Aim. Reproduce each of the lines word for word.

----------------

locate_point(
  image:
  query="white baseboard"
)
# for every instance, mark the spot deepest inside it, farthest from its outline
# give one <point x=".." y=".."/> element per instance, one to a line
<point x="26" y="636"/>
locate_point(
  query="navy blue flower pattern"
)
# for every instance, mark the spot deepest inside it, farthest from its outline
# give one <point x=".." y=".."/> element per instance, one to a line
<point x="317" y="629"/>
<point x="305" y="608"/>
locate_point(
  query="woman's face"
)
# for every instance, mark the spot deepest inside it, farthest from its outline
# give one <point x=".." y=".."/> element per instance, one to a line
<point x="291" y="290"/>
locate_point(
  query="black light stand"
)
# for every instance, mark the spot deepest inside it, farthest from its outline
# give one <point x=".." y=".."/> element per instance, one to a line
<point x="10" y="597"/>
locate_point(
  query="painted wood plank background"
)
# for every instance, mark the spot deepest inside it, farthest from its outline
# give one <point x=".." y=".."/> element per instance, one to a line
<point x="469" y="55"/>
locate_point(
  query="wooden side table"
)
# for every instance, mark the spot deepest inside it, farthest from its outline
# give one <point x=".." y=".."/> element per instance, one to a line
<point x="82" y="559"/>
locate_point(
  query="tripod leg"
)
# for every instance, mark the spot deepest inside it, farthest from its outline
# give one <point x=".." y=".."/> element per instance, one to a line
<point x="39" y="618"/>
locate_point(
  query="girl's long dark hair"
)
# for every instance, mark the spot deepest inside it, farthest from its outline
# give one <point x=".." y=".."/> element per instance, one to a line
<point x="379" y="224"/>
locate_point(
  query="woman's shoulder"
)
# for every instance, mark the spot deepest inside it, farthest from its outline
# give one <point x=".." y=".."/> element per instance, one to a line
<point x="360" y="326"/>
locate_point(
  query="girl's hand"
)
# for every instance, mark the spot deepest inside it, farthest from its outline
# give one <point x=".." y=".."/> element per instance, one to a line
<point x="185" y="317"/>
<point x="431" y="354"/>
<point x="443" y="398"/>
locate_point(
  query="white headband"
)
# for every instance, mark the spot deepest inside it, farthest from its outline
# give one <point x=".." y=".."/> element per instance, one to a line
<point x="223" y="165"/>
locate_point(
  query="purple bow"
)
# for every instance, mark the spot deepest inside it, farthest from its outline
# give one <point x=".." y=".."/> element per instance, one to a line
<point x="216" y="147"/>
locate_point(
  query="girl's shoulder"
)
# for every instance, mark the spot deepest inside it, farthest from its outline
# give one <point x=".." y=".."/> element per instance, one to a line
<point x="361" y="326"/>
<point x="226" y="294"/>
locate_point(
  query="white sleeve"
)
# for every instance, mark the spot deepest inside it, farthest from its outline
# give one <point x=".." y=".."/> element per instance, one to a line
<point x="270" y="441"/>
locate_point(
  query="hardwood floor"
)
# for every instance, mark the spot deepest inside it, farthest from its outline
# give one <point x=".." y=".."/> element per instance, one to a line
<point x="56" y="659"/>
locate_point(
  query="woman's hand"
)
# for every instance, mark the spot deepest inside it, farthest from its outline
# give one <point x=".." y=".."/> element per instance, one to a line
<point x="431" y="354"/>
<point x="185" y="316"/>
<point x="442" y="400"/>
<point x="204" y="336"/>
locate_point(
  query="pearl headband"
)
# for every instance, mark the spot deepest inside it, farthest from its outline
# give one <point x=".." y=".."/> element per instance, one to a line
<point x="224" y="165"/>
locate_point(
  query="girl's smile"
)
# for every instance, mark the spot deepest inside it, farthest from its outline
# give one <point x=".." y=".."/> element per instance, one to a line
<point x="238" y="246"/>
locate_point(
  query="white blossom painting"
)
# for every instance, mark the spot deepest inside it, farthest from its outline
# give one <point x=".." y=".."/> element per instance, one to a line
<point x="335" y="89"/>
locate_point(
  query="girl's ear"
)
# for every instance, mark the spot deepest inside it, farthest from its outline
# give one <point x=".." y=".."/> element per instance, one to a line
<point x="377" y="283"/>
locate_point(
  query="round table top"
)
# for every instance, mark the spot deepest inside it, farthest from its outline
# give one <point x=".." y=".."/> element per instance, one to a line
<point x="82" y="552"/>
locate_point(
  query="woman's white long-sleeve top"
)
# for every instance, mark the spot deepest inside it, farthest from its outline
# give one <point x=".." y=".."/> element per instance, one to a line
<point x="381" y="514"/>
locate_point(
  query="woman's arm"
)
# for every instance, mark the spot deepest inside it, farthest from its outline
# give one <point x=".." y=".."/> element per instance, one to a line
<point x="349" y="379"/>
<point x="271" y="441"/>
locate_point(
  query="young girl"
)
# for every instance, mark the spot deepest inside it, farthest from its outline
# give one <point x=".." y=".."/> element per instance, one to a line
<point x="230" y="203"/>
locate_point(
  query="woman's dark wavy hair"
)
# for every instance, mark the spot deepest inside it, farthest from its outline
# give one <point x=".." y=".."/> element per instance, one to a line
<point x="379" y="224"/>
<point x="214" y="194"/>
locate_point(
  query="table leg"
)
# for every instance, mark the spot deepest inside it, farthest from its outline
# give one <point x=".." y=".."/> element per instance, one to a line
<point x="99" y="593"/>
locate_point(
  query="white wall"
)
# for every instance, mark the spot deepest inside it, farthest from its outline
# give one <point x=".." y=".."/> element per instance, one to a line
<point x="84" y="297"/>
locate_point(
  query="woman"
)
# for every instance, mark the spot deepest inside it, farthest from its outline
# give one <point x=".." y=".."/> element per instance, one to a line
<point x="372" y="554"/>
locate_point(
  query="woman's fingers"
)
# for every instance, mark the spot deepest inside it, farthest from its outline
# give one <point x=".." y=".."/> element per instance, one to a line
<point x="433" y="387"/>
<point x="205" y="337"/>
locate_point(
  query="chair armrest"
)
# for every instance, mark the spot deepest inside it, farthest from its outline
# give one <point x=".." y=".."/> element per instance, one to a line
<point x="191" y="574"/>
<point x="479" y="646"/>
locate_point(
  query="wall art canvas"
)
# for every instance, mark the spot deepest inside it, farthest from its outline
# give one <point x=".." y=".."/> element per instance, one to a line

----------------

In response.
locate_point(
  image:
  query="white baseboard"
)
# for every instance, mark the spot deepest inside it, farthest from its outline
# give one <point x=".." y=".."/> element per instance, one to a line
<point x="26" y="636"/>
locate_point(
  query="navy blue flower pattern"
)
# for every instance, mark the spot deepest inside it, farthest from its outline
# give one <point x=".." y=".."/> element per instance, one to a line
<point x="317" y="629"/>
<point x="305" y="608"/>
locate_point(
  query="woman's face"
)
# for every instance, mark the spot deepest inside it, farthest from its outline
# give one <point x=".." y=".."/> element per instance, one to a line
<point x="291" y="290"/>
locate_point(
  query="black light stand"
)
# for every instance, mark the spot deepest inside it, farthest from its outline
# give one <point x=".." y=".."/> element per instance, one to a line
<point x="10" y="597"/>
locate_point(
  query="painted wood plank background"
)
# for every instance, mark the spot deepest inside it, farthest from its outline
# give one <point x=".." y=".."/> element per instance, one to a line
<point x="469" y="55"/>
locate_point(
  query="wooden side table"
)
# for every instance, mark the spot deepest inside it, farthest from its outline
# give one <point x=".." y=".."/> element per instance, one to a line
<point x="82" y="559"/>
locate_point(
  query="tripod leg"
)
# for every instance, mark the spot deepest inside it, farthest from its outline
# give one <point x=".." y=".."/> element per instance, one to a line
<point x="39" y="618"/>
locate_point(
  query="girl's long dark hair"
)
# for every instance, mark the spot deepest inside it, farthest from its outline
# give one <point x=".." y=".."/> element per instance, one to a line
<point x="379" y="224"/>
locate_point(
  query="woman's shoulder"
)
# for every instance, mark the spot deepest inside it, farthest from its outline
# give one <point x=".." y=".."/> element per instance, one to a line
<point x="360" y="326"/>
locate_point(
  query="girl's hand"
)
# for every instance, mark the spot deepest inside it, farthest from its outline
# give one <point x=".." y=".."/> element per instance, one to a line
<point x="185" y="317"/>
<point x="431" y="354"/>
<point x="443" y="398"/>
locate_point(
  query="white headband"
)
# for every instance, mark the spot deepest inside it, farthest from its outline
# give one <point x=".." y=".."/> element per instance, one to a line
<point x="223" y="165"/>
locate_point(
  query="purple bow"
)
# for every instance, mark the spot deepest inside it, farthest from its outline
# give one <point x=".." y=".."/> element per instance, one to a line
<point x="216" y="147"/>
locate_point(
  query="girl's shoulder"
)
# for every instance, mark the spot deepest inside it, farthest from its outline
# give one <point x=".." y=".."/> element per instance, one to a line
<point x="361" y="326"/>
<point x="226" y="294"/>
locate_point(
  query="white sleeve"
)
# for every instance, mark the spot deepest inside it, farthest from its outline
# give one <point x=".." y=".."/> element per instance, one to a line
<point x="270" y="441"/>
locate_point(
  query="hardwood floor"
)
# for every instance, mark the spot deepest inside it, farthest from its outline
# give one <point x=".." y=".."/> element per instance, one to a line
<point x="56" y="659"/>
locate_point(
  query="woman's hand"
)
# for every instance, mark the spot deepest inside it, farthest from its outline
# give one <point x=".." y=".."/> element per instance, one to a line
<point x="431" y="354"/>
<point x="185" y="316"/>
<point x="442" y="400"/>
<point x="204" y="336"/>
locate_point(
  query="pearl headband"
)
# for every instance, mark the spot deepest inside it, farthest from its outline
# give one <point x=".." y=".."/> element per instance, one to a line
<point x="224" y="165"/>
locate_point(
  query="girl's smile"
)
# for every instance, mark the spot deepest inside it, farthest from its outline
# give one <point x=".." y=".."/> element per instance, one to a line
<point x="238" y="246"/>
locate_point(
  query="white blossom painting"
)
# for every instance, mark the spot deepest inside it, farthest from its outline
# give one <point x=".." y=".."/> element per instance, one to a line
<point x="335" y="89"/>
locate_point(
  query="girl's ear"
)
# for every instance, mark the spot deepest inside it, farthest from its outline
# give one <point x=".." y=".."/> element per instance, one to a line
<point x="377" y="283"/>
locate_point(
  query="round table top"
)
# for every instance, mark the spot deepest inside it, farthest from its outline
# give one <point x=".." y=".."/> element per instance, one to a line
<point x="82" y="552"/>
locate_point(
  query="woman's white long-sleeve top"
)
# for every instance, mark the spot deepest inside it, farthest from its outline
# give one <point x=".." y=".."/> element per instance, one to a line
<point x="381" y="514"/>
locate_point(
  query="woman's arm"
)
# for every instance, mark the spot deepest inside it, farthest from its outline
# give one <point x=".." y=".."/> element per instance, one to a line
<point x="349" y="379"/>
<point x="271" y="441"/>
locate_point(
  query="young girl"
)
# for every instance, mark the spot deepest inside it, farthest from its outline
# give one <point x=".." y=".."/> element per instance, one to a line
<point x="230" y="203"/>
locate_point(
  query="woman's dark wavy hair"
)
# for every instance, mark the spot deepest inside it, farthest from its outline
# give one <point x=".." y=".."/> element per instance, one to a line
<point x="379" y="224"/>
<point x="214" y="194"/>
locate_point(
  query="table leg"
)
# for every instance, mark the spot deepest inside it, farthest from its outline
# give one <point x=".." y=".."/> element per instance, one to a line
<point x="99" y="593"/>
locate_point(
  query="white wall"
)
# for every instance, mark the spot deepest inside it, farthest from its outline
# give one <point x=".." y=".."/> element per instance, one to a line
<point x="84" y="297"/>
locate_point(
  query="woman"
)
# for every instance, mark the spot deepest inside it, farthest from its outline
# give one <point x=".." y=".."/> element per instance, one to a line
<point x="372" y="554"/>
locate_point(
  query="woman's fingers"
)
# for every instance, mark the spot deepest inside it, farthest from its outline
# give one <point x=".." y=".."/> element per instance, one to a line
<point x="433" y="387"/>
<point x="205" y="337"/>
locate_point(
  query="chair armrest"
)
# for every instance, mark the spot deepest inside it, farthest from its outline
# give one <point x=".." y=".."/> element per instance, one to a line
<point x="191" y="574"/>
<point x="479" y="646"/>
locate_point(
  query="wall art canvas"
)
# for every instance, mark the spot deepest inside it, farthest from its outline
# give one <point x=".." y=".."/> element per instance, one to a line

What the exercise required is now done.